» What you need to do:
Please repeat the stretch of records below from the line that contains "[trace] <item>gray hair</item> -> outlines" through the line that contains "[[314,303],[330,260],[1,231],[0,352],[350,352]]", swapping "reservoir" for "water basin" and changing nothing else. Leave the pictures out of your answer.

» Data for the task:
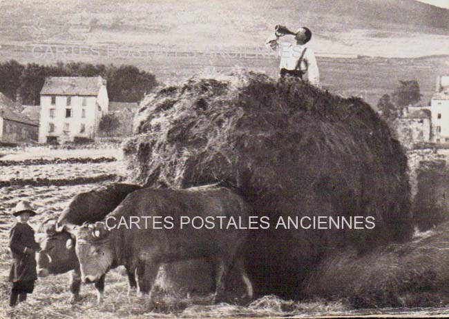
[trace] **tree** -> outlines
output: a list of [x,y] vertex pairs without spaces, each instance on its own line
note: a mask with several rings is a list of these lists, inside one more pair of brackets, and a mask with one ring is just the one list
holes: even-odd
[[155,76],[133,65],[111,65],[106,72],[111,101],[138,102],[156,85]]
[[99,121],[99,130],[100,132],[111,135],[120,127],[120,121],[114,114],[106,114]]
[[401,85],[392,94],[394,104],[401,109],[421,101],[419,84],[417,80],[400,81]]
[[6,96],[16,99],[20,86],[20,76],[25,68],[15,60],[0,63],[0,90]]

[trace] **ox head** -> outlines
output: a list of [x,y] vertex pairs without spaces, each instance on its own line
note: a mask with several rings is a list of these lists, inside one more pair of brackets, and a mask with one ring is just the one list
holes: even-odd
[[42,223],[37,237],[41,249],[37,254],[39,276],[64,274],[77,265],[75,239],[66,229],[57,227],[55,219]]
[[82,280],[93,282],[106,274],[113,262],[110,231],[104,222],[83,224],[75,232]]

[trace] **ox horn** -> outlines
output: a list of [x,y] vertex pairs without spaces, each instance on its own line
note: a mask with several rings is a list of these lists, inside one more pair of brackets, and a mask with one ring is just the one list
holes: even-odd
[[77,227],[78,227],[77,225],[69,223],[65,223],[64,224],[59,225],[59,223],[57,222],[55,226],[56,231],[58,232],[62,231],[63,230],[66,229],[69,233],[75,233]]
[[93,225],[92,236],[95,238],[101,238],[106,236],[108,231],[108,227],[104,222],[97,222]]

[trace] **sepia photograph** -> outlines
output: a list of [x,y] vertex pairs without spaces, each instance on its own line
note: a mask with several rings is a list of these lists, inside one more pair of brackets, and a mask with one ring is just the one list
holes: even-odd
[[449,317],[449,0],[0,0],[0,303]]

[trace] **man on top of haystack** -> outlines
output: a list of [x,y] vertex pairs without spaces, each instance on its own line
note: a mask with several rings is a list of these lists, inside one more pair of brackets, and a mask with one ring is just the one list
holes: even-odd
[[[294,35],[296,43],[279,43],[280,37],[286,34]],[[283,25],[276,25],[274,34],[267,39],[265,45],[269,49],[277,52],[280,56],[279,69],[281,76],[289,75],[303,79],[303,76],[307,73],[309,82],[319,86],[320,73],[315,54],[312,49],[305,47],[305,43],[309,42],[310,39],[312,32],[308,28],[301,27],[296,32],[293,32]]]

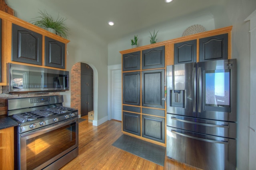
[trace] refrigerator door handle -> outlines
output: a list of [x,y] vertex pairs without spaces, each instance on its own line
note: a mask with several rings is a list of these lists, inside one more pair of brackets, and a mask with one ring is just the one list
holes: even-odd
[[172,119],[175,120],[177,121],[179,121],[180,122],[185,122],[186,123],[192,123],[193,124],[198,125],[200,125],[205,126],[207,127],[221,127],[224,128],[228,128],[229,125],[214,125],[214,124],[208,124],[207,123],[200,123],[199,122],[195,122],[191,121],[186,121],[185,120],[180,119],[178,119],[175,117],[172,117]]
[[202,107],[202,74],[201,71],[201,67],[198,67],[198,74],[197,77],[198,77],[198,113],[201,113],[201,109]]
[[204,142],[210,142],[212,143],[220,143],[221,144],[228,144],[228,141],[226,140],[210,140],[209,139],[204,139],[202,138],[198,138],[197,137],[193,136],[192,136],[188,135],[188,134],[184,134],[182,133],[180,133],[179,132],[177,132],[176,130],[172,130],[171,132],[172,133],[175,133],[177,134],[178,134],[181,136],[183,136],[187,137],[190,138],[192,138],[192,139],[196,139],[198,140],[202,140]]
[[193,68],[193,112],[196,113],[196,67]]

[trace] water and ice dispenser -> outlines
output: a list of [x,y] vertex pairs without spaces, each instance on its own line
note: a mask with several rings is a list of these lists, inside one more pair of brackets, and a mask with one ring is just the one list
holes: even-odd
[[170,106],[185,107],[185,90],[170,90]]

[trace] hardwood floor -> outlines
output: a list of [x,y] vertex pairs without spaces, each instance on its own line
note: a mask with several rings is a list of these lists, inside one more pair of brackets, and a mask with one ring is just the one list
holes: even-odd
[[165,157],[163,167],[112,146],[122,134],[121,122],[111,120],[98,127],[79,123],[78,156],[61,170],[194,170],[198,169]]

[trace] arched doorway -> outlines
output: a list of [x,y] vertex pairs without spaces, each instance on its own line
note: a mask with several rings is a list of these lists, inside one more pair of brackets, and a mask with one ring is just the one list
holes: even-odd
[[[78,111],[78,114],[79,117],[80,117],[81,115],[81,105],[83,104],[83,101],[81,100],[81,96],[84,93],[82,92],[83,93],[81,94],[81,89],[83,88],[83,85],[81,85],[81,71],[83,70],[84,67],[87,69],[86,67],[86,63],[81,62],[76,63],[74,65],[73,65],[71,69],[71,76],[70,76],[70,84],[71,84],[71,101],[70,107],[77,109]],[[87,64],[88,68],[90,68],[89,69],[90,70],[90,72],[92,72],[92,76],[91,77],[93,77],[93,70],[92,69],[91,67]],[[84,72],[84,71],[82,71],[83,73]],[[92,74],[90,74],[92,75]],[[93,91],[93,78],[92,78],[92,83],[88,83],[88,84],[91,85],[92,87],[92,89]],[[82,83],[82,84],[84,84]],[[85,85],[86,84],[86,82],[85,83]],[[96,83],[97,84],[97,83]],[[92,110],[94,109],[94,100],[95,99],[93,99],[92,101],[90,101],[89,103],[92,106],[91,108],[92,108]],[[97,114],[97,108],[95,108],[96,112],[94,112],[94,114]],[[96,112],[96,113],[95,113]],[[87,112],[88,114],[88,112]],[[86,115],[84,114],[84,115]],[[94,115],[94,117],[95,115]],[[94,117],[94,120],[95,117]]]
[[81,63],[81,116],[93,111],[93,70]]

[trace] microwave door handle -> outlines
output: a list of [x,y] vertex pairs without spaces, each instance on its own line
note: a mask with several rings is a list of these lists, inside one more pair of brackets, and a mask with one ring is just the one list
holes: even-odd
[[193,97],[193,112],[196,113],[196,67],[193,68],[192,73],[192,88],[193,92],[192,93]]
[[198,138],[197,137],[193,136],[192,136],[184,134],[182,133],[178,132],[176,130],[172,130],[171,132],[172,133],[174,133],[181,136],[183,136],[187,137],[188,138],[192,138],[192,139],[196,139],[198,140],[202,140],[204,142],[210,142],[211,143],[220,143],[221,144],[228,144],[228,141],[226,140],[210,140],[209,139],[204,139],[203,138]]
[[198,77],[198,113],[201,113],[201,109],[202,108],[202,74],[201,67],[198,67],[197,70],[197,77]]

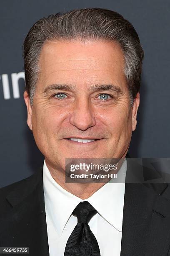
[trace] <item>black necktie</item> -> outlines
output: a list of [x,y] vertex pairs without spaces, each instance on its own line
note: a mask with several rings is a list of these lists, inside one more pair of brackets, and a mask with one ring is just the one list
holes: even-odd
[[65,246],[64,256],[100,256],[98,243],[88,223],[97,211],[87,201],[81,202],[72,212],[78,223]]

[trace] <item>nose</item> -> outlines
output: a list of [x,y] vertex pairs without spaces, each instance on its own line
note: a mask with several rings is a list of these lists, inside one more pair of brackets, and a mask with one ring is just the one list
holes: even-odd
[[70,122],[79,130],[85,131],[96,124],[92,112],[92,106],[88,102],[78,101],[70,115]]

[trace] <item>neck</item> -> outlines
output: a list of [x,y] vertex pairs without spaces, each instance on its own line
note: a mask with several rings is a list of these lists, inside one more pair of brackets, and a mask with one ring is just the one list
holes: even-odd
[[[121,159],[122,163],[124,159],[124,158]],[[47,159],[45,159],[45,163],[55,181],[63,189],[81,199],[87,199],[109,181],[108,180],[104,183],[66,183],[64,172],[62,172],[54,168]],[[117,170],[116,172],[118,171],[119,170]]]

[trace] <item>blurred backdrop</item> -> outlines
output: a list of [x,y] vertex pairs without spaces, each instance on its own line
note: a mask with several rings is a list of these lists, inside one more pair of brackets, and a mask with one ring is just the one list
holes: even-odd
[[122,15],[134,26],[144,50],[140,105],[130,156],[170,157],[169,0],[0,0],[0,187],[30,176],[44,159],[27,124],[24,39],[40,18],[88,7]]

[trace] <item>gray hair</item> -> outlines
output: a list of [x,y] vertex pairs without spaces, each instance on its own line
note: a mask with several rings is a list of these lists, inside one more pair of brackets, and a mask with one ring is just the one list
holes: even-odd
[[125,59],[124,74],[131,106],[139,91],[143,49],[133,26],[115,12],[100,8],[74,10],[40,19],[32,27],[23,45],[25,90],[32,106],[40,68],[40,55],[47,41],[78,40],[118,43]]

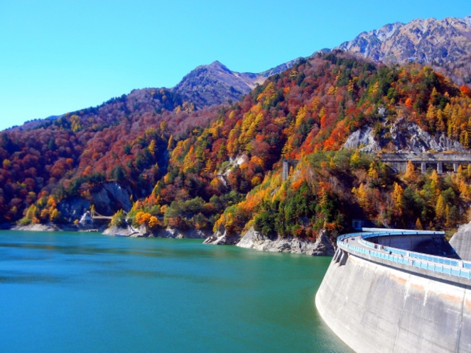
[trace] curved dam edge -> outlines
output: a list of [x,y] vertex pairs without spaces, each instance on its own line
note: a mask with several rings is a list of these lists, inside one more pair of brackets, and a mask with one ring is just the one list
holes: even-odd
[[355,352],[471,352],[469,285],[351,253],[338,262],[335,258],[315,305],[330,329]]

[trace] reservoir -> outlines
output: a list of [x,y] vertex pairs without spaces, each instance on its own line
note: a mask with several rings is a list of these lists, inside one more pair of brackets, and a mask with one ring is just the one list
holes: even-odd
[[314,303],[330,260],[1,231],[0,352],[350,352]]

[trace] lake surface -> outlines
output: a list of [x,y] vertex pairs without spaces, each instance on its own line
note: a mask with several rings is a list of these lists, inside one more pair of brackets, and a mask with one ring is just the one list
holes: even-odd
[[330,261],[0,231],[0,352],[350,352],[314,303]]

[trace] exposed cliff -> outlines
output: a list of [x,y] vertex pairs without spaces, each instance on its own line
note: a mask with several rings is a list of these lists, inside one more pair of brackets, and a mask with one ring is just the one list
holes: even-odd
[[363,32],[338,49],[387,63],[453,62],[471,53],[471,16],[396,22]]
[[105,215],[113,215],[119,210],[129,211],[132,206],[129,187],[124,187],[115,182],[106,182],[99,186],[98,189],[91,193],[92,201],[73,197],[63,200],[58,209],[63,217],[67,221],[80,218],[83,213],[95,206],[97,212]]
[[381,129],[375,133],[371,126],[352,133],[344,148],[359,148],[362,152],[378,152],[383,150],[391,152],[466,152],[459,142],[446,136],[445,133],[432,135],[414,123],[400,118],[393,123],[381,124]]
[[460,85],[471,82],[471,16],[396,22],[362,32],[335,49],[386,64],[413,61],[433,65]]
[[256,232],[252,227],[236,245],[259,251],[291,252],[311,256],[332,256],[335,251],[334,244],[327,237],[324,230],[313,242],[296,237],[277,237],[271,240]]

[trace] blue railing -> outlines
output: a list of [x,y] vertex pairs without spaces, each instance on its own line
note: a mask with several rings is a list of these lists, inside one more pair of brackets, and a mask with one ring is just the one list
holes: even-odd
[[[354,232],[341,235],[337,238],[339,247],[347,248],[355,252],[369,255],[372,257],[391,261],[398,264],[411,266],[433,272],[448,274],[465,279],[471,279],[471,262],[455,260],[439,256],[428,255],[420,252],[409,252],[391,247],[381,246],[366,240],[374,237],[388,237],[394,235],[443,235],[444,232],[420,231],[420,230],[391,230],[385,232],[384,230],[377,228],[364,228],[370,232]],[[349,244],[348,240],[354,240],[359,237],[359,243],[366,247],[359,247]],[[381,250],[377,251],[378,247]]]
* * *
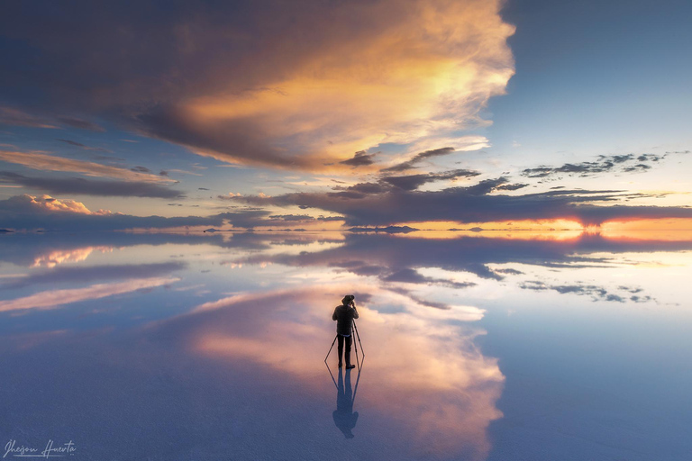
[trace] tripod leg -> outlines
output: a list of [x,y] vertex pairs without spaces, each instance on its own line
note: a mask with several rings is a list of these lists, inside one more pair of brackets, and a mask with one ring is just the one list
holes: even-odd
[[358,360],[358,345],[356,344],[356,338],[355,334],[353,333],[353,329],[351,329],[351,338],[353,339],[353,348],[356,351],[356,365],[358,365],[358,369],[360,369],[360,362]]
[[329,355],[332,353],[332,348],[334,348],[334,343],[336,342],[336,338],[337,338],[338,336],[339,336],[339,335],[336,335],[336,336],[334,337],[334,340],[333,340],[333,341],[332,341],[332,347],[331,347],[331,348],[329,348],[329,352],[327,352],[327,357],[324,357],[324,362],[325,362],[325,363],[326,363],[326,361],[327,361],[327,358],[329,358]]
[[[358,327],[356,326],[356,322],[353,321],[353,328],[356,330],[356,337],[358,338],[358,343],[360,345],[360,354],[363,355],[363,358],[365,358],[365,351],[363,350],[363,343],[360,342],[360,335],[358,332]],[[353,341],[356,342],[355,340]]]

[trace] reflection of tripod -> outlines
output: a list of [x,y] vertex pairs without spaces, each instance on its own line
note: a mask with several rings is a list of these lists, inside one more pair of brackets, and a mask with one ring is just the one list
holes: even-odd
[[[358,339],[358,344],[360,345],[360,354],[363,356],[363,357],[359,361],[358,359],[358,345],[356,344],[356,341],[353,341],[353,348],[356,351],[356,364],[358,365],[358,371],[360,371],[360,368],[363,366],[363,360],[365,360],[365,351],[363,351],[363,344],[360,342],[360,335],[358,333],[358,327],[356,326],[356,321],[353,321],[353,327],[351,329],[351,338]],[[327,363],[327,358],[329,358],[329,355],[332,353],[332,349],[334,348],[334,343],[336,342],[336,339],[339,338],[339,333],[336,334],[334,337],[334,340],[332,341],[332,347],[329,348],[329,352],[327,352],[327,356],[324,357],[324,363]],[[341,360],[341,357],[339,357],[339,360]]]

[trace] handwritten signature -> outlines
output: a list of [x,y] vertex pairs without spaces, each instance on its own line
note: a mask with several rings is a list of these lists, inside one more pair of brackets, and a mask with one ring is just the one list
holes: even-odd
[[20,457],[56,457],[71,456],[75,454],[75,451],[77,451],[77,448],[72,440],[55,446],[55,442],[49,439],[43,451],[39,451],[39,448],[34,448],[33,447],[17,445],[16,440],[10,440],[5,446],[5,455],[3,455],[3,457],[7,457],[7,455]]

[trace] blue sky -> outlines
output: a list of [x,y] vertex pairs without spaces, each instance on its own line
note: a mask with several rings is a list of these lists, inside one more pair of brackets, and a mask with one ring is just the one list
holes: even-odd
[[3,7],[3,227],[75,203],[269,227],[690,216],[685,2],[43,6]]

» The reply:
[trace] <item>gray hair</item> -> outlines
output: a list of [x,y] vertex pairs without spaces, each instance on its own line
note: a mask with several rings is a list of these lists, inside one more pair of brackets, and a mask with one ring is just the one list
holes: even-odd
[[125,59],[124,74],[131,106],[139,91],[143,49],[133,26],[115,12],[100,8],[74,10],[40,19],[32,27],[23,45],[25,90],[32,106],[40,68],[40,55],[47,41],[78,40],[118,43]]

[trace] curved dam edge -> outlines
output: a list of [x,y] vertex pairs without spaces, each instance on its own line
note: a mask with several rings is a list of these lists, inside one more pair of brackets, and a mask with one ring is just the one list
holes: even-odd
[[355,352],[471,352],[469,285],[351,253],[338,262],[335,258],[315,305],[330,329]]

[trace] water basin -> outlines
output: a list of [x,y] vertex pairs without spaces, each instance on its own line
note: a mask with several rings is a list of these lists, inside one more pair of brackets, and a mask with one ring is just the one list
holes: even-odd
[[314,303],[330,260],[1,231],[0,352],[350,352]]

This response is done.